SELECTED PASSAGE |
--------------------------------------------------

Plotting histogram of shot counts binned by shot angle:
-
In the first plot of shots that led to goals versus the angle of the shot, there is an exponential decrease in the in goal count with decrease in shot angle. Most counts are clustered around the 80 to 90 degree shot angle range.
-
However in the second plot, there is a smoother decrease in shot counts (like an ascending bell-curve) from the 80 degree mark.
-
A common characteristic between the two plots is that there is a large cluster of counts for shot angles >80 and very low counts for shot angles lesser than 40 degrees.
2D histogram of shot distance vs shot angle (goals and non-goals included):
- The darkest (densest) regions are at short distances (0–20 feet) and high shot angles (80–90 degrees).
- This suggests that most shot counts are those taken from close range and directly in front of the net.
- Additionally, the plot indicates also that with increase in distance to the goal, shots are taken at a tighter angles (less head-on towards goal).
References: Joint Plots
2.2 Plotting Goal Rate (Goal/(No Goals + Goals)) binned by distance and shot angle
Goal rate by shot distance:
Observations
-
The highest goal rates occur in the smallest distance bin ( 0–10 feet), with a goal rates exceeding 0.16. Generally the goal rates are higher for smaller distances from goal.
-
There is an exponential decline in goal rate as the distance increases (0 - 60 feet). Beyond 40 feet, the goal rate becomes very low (below 0.05), indicating that long-range shots have much lower chances of success.
-
From the 80 feet range (80 - 100 feet), there seems to be a slight increase in goal rate over distance. This is potentially due to the presence of wrong data(wrong x, y coordinates) in contrast to the actual events of the game, which is explained further in section 2.3.
Goal rate by shot angle:
Observations
- The highest goal rate is observed in the largest shot angle bin (80–90 degrees), with a goal rate above 0.10. These are most likely head-on shots directly in front of the goal.
-
Another slight rise in goal rate is seen at small angles (0–10 degrees), possibly reflecting odd deflections or rebounds.
- The goal rate is significantly lower at intermediate shot angles (e.g., 20–70 degrees), with values clustering around 0.02–0.05. These shots are among the least likely to be goals possibly due to ease at which saves can be made.
2.3 Plotting Histograms of empty and non-empty goals
Observations
-
It is easy to observe that the counts of goals scored as ‘Empty net’ goals are much lower (max count is 120 in a bin) than the counts of goals in ‘Non-empty’(max count of 7000 in a bin) goal situations, across the 4 seasons. This implies that Empty net situations are not a common occurrence.
-
There is a resemblance in the shape of the distribution between the two plots for distances between 0 and 20 feet. However after this mark, the numbers of goals scored on ‘Non-Empty’ goals sees a steep decline in count, which makes sense as it is harder to score a long range goal towards a guarded net.
-
This is in contrast to the distribution of goal counts beyond 20 feet for ‘Empty Net’ situations-although there is a decrease in goal counts with increase in distance, it is much more gradual, indicating that scoring a goal at an ‘Empty Net’ does not get too much harder with an increase in distance.
Investigating long distance goals on ‘Non-Empty’ goals
- The plot for ‘Non-empty’ goals shows a very small count for goals scored beyond 80 feet, however - still not 0. Upon further investigation, a few gameIds were investigated and we found that some goal entries had mislabelled X and Y coordinates for goals both in the raw JSON data extracted using the NHL play-by-play API and even on the play-by-play plot for the event on the NHL GameCenter website for the same game.

--------------------------------------------------

YOUR INSTRUCTIONS | Translate this sentence from the hockey shot analysis into Spanish: "This suggests that most shot counts are those taken from close range and directly in front of the net."

--------------------------------------------------

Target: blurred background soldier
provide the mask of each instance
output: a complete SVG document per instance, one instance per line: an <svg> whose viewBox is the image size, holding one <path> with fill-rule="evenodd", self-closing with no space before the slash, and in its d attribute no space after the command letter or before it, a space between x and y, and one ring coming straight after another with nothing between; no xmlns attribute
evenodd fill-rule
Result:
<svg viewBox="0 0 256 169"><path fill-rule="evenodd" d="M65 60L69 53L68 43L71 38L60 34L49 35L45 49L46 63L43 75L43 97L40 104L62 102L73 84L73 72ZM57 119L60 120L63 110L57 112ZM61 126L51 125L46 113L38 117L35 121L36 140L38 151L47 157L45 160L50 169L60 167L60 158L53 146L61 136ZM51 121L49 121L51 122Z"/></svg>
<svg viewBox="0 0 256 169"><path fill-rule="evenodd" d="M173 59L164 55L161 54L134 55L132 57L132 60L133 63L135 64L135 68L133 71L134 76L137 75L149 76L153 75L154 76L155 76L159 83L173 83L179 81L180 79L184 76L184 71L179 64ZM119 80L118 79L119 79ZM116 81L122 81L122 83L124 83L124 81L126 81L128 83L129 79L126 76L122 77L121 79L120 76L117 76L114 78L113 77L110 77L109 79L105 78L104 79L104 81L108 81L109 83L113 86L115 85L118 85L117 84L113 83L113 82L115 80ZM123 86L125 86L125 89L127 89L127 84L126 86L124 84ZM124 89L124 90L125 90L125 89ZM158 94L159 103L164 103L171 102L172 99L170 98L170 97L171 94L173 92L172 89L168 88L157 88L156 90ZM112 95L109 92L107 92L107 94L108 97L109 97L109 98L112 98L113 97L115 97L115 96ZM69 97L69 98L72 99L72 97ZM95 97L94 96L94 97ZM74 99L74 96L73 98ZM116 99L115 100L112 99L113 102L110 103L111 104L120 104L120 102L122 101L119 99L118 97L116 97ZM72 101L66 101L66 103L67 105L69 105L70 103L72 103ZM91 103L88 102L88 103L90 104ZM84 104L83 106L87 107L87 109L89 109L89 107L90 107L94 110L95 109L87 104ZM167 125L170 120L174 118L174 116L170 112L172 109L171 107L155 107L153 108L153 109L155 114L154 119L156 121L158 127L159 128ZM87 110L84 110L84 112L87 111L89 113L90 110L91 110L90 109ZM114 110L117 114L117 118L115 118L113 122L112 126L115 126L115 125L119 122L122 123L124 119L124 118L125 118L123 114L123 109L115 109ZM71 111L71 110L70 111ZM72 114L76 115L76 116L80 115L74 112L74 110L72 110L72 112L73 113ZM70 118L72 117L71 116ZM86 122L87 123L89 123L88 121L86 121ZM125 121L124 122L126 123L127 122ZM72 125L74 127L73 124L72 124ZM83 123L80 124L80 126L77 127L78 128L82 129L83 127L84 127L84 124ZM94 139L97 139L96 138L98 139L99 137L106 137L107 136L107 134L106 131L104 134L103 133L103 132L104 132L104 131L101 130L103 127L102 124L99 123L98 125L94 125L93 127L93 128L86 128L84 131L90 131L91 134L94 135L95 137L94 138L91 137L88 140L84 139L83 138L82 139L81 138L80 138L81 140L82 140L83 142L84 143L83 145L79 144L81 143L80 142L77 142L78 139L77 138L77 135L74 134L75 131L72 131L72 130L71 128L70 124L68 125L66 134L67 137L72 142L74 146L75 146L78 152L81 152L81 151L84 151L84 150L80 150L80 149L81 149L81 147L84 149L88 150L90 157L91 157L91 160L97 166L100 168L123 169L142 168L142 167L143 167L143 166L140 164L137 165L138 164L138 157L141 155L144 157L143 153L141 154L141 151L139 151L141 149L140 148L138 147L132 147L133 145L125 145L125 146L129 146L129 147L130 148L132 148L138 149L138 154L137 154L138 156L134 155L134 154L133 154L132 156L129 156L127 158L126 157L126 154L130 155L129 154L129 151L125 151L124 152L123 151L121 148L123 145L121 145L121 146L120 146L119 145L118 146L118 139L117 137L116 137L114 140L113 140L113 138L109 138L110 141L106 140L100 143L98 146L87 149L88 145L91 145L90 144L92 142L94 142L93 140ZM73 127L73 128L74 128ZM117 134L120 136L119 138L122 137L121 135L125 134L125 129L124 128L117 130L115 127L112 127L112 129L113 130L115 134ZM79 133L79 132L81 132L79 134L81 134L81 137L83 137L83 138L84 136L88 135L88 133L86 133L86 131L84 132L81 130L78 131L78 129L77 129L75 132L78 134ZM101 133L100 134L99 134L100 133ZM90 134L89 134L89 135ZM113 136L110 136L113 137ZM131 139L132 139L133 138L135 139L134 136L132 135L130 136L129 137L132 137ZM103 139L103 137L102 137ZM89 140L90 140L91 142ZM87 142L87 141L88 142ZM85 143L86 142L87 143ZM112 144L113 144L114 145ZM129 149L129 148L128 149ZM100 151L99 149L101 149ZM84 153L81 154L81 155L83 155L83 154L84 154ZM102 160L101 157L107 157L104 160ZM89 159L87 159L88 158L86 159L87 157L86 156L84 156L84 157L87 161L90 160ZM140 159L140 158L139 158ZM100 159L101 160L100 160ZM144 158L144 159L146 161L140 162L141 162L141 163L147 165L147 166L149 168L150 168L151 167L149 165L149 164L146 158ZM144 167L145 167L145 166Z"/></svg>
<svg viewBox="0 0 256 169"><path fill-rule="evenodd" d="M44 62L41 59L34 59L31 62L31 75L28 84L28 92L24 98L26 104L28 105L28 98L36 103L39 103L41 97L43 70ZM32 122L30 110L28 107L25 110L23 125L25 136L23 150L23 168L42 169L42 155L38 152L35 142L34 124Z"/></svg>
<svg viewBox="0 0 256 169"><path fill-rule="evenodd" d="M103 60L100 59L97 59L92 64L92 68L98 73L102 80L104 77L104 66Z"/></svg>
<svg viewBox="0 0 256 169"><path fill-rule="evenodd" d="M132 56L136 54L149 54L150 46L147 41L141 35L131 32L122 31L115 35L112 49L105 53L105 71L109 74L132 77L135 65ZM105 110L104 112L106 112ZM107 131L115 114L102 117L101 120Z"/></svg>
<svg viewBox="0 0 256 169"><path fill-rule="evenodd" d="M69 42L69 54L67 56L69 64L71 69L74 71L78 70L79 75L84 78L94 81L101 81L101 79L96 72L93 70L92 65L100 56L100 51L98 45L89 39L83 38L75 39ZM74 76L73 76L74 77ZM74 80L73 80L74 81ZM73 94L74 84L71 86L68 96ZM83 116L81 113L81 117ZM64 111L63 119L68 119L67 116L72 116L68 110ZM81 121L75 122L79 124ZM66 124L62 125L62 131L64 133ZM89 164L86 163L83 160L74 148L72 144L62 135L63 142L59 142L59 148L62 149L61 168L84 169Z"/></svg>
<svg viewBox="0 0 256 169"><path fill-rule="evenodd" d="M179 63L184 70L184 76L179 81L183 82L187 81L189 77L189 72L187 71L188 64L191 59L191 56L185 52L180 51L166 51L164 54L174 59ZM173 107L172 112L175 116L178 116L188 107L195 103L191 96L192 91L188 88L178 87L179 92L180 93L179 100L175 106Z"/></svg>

--------------------------------------------------

RESULT FOR THIS EXERCISE | Esto sugiere que la mayoría de los tiros contabilizados son los realizados desde corta distancia y directamente frente a la red.